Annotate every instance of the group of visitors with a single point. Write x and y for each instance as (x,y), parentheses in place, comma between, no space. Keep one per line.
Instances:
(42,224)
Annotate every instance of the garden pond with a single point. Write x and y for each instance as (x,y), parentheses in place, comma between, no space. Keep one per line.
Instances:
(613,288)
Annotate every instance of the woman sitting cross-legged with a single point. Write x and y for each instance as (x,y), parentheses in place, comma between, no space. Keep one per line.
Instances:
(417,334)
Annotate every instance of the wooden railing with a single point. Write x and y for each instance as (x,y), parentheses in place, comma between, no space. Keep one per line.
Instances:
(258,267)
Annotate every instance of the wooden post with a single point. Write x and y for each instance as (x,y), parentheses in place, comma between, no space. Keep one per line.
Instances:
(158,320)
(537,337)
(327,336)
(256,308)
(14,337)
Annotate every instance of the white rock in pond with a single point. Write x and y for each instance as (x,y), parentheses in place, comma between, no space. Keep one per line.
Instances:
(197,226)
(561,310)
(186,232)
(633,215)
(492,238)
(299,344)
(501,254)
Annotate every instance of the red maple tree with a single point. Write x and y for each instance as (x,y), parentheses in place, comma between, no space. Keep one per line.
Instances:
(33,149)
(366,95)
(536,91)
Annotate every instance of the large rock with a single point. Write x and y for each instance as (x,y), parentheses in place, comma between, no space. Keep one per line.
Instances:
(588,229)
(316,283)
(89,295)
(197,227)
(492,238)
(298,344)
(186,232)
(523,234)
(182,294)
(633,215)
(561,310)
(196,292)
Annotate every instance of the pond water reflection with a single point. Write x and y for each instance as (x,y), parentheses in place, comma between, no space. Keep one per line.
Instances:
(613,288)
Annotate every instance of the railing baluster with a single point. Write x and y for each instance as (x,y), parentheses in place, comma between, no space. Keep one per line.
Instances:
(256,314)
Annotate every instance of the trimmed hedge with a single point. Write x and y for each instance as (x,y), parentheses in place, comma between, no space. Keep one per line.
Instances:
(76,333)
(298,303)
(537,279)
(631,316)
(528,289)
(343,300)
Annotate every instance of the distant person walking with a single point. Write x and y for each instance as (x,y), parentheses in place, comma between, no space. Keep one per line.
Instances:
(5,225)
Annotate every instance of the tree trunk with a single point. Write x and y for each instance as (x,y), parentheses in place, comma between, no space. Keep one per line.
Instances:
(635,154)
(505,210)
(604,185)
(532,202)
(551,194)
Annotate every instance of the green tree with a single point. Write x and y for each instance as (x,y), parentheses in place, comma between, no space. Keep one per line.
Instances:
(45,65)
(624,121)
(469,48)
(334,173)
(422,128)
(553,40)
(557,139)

▶ **DIRECTIONS**: Quote the records above from their first line through the line containing "Annotate every instance of the pond", both ends included.

▶ **TASK ANSWER**:
Annotate every instance of the group of visitors with a single point. Write x and y for each instance as (x,y), parentheses in place, comma between, no space. Keep one per line.
Instances:
(42,224)
Annotate every instance of the garden pond with a single point. Write x and y for each instance as (x,y), parentheses in place, comma between, no space. Keep one per line.
Instances:
(613,288)
Annotate every instance of the woman sitting cross-legged with a single point. Write x and y for each instance as (x,y), parentheses in place, comma between, no space. Keep one per line.
Instances:
(417,334)
Annotate every instance of the wooden railing with a single point. Write x and y for each instance as (x,y), parentheses in place, comma between, no space. Keep one per line.
Instances:
(258,267)
Annotate every instance of the wooden post with a single point. Write x and y for each instance as (x,y), parentheses in place, comma between, no space. Keep one per line.
Instances:
(158,320)
(537,337)
(327,336)
(256,308)
(14,337)
Annotate every instance of the white rock in pond with a single point. Write x and y for each instance as (x,y), parentheses in place, comma between, no space. Keep one per line.
Instances:
(197,226)
(561,310)
(186,232)
(633,215)
(492,238)
(299,344)
(501,254)
Annotate every instance of the red maple tree with a single point. Write x and y for each instance as (x,y), parentheses in place, comma between, no space. Keep one per line.
Instances:
(33,149)
(366,95)
(536,91)
Annotate every instance of the large rock with a single point. Write x and y for each instance as (x,y), parentheses in place, comma between, no space. Keep one per line.
Instances:
(588,229)
(316,283)
(89,295)
(197,227)
(492,238)
(298,344)
(186,232)
(523,234)
(182,294)
(633,215)
(561,310)
(196,292)
Annotate every instance of the pond water reflection with a single point. Write x and y for each instance as (x,y), parentheses in place, comma between, no space. Keep one per line.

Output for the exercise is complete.